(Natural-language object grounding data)
______________________________

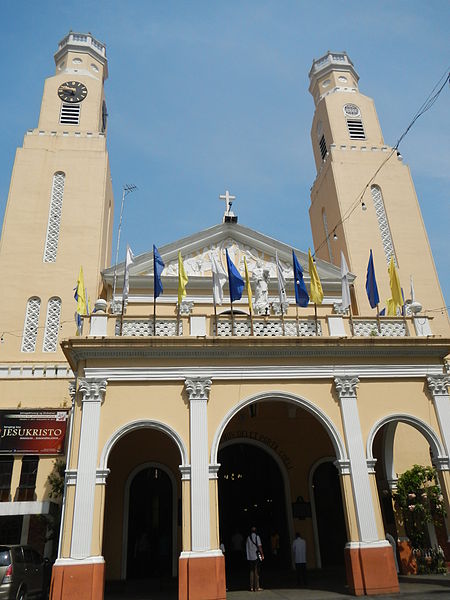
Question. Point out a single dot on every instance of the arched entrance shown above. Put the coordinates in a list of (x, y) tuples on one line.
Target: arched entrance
[(329, 514), (267, 446), (150, 522), (142, 529), (252, 491)]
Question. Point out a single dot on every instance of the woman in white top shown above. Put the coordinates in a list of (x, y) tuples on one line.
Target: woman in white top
[(255, 555)]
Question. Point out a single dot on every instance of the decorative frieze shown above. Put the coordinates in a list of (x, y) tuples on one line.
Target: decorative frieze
[(346, 386), (198, 388), (438, 384), (93, 390)]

______________________________

:: Exercise objective ::
Each entry above should be written out again exactly, without its pictures.

:: Response box ::
Question. Point out a single dot on every instance of the arched entrance shown above. Put the coordinates in a list of (x, y) tuples on one line.
Target: arched entrance
[(329, 514), (267, 446), (150, 522), (142, 529), (252, 491)]
Question. Point out a single dot on every instance of the woman in white top shown above. Put the coordinates in a list of (x, y) tuples on one line.
Target: woman in white top
[(255, 555)]
Question. Point out a single dot on every instance of the decorative frieze shown above. Put the coordinates in a list of (x, y) tuples on one line.
Target: decorative frieze
[(346, 386), (198, 388), (438, 384), (93, 390)]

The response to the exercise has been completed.